ASSIGNED TASK - Where a line below holds the string "detect", that line goes into the answer.

SOURCE INFORMATION -
■ ■ ■
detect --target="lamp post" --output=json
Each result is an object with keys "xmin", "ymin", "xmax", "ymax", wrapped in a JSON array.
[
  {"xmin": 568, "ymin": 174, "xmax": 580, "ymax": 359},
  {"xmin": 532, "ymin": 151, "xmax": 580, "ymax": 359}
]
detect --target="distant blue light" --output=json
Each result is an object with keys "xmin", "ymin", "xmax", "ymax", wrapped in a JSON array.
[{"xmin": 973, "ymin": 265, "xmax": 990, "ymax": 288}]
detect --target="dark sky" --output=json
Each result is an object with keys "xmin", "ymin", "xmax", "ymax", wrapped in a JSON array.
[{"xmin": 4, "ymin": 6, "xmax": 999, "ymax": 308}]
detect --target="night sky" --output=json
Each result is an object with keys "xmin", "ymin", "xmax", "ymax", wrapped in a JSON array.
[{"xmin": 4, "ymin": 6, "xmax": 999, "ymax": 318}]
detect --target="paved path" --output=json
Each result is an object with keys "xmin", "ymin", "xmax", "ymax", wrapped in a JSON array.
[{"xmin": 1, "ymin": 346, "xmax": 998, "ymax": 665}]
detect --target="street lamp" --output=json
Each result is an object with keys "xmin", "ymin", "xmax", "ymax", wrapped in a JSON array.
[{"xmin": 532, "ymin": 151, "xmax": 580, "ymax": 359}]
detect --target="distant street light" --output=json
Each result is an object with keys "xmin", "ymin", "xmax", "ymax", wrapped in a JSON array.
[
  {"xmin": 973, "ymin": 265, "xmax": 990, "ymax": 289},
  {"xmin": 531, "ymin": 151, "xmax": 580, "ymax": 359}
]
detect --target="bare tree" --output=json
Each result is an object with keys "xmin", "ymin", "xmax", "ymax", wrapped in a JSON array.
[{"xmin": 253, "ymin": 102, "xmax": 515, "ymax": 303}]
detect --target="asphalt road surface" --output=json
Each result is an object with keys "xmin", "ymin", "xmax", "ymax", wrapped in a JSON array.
■ ■ ■
REPLY -
detect --target="lamp post" --output=json
detect --target="distant blue light" --output=json
detect --target="dark sky" --output=json
detect --target="night sky" --output=json
detect --target="paved path" --output=json
detect --target="street lamp" --output=json
detect --target="distant street light" --output=json
detect --target="bare tree" --output=json
detect --target="asphalt road surface" --output=json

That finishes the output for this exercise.